SUPPLIED PASSAGE:
- - - - - - -
Monday, July 28, 2008

Doesn't God care about overpopulation?

Headline: "Canadian Woman Gives Birth to 18th Child." Explanation (from the father): "We never planned how many children to have. We just let God guide our lives, you know, because we strongly believe life comes from God and that's the reason we did not stop the life." See post below.

Added July 30th: Yet another example of utter stupidity.

3 comments:

Pete Murphy said...

God created man with the procreative capacity to sustain the species in the early years when the death rate was astronomical. He also blessed us with the intellectual capacity to conquer all of those elements contributing to that high death rate.

I believe He also expects us to use that intellect to rein in our reproductive capacity now that it's no longer needed. He may forgive those of us who are blissfully ignorant of the overpopulation problem. But He may take a much dimmer view of those who recognize it but choose to ignore it.

I don't criticize anyone for the number of children they choose to have. I levy my criticism at government for failing to implement policies to stabilize our population, policies like economic (tax) incentives to encourage people to choose smaller families. If the overall birth rate is reduced to a replacement level (or less for a while?), I don't really care about individual families.

Pete Murphy
Author, Five Short Blasts

Phil Torres said...
- - - - - - -
MATERIAL SHOWN:
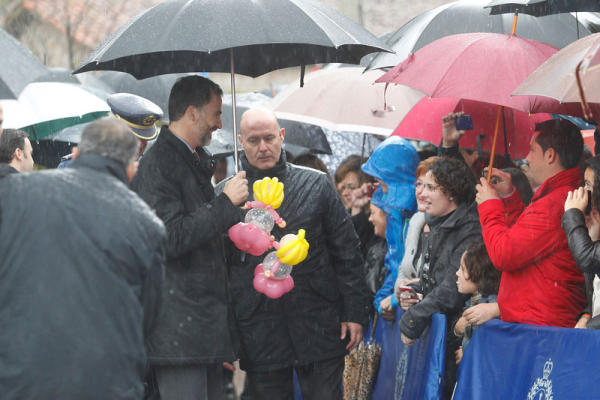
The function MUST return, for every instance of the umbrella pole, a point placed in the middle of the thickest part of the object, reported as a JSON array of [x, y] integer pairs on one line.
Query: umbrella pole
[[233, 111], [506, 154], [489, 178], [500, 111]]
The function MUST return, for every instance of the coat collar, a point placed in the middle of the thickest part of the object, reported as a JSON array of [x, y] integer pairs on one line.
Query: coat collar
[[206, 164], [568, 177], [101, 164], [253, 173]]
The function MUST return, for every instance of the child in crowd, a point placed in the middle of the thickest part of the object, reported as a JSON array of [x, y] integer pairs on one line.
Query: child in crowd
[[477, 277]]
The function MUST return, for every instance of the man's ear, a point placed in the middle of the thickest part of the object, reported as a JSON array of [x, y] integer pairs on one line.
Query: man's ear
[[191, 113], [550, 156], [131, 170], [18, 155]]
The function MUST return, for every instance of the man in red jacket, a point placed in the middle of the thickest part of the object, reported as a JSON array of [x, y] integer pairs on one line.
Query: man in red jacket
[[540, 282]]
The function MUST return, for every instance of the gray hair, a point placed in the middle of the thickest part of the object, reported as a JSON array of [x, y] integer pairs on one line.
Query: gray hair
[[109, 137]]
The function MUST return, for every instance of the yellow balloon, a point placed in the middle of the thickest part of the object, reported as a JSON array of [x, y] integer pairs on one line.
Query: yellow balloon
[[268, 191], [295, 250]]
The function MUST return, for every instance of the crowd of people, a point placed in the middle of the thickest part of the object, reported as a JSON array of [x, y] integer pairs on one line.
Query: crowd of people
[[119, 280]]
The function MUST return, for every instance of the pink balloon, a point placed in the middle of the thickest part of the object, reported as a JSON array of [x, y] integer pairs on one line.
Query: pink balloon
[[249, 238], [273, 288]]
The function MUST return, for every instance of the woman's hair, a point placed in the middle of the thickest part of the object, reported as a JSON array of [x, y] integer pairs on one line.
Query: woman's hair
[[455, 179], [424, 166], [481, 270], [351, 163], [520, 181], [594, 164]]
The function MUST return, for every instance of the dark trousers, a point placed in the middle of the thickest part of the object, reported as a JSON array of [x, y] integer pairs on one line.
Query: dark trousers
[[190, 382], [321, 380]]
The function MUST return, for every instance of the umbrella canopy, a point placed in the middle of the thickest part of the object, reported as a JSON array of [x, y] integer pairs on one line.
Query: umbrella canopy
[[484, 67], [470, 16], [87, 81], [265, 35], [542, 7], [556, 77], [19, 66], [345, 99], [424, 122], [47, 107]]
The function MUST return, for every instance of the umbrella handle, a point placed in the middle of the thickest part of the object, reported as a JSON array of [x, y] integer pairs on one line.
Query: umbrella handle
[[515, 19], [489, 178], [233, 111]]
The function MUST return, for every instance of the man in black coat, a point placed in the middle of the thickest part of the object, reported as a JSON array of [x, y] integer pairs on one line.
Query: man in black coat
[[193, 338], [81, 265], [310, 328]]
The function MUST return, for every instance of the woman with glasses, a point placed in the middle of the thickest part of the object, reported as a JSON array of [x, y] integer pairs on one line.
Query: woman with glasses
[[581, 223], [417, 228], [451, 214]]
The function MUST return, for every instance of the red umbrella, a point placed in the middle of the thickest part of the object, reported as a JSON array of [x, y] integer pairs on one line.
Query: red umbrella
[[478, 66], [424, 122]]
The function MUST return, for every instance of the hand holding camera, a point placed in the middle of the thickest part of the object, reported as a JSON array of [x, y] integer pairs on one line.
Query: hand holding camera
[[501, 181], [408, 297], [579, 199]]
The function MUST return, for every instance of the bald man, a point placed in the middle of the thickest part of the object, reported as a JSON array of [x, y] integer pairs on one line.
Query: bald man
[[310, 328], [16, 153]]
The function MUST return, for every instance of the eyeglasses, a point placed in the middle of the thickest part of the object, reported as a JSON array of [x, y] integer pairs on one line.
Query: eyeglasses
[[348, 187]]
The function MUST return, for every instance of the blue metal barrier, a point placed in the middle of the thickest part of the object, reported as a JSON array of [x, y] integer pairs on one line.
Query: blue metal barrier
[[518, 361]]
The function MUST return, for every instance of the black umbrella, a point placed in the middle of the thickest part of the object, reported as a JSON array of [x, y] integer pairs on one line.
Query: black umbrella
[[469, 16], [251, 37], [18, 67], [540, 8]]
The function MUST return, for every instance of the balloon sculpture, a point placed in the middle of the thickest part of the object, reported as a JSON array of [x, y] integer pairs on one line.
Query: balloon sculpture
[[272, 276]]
- - - - - - -
EXERCISE 1: In the overpopulation blog post, what kind of incentives does Pete Murphy say the government should use to encourage smaller families?
EXERCISE 2: Please continue the overpopulation blog post from where it stops.

ANSWER SECTION 1: Economic (tax) incentives.

ANSWER SECTION 2:
Pete: First of all, God (whoever that is) didn't create humans, nor did he "bless us with the intellectual capacity" needed to survive. All the empirical evidence points to a completely different, evolutionary account. For example, humans are smart partly because of “primitive” (Oldowan) tools, which put new evolutionary pressure on hominids such that those with more developed cerebral cortices tended to procreate more than those with less developed brains. If you don't care about the facts, fine. It's your prerogative not to (just as it's the prerogative of Flat Earth-ers to ignore the overwhelming evidence that the earth is spheroid). But a position that doesn't care about the facts isn't one to brag about. Furthermore, you've got your anthropology wrong. "Man," to use your sexist language, was not subject to a "death rate [that] was astronomical." This is completely incorrect: Pre-agriculture humans were, in fact, low mortality, virtually disease-free, and indeed much healthier than their agriculturalist descendents. Again, this is a fact—check an anthropology textbook if you don't believe me. In addition, breast feeding releases a hormone called progesterone, which prevents pregnancy, and therefore women in hunter-gatherer tribes only had/have children every 3-4 years, despite copulating frequently.

xtransoc said...

"All the empirical evidence points to a completely different, evolutionary account. For example, humans are smart partly because of “primitive” (Oldowan) tools, which put new evolutionary pressure on hominids such that those with more developed cerebral cortices tended to procreate more than those with less developed brains."

Phillip, there exists no empirical evidence for an evolutionary account. The empirical evidence points to a myriad of prehistorical origin theories based upon an individual's subjective interpretation. For example, the order and complexity that is found in the universe points to that validity of the age-old teleological argument.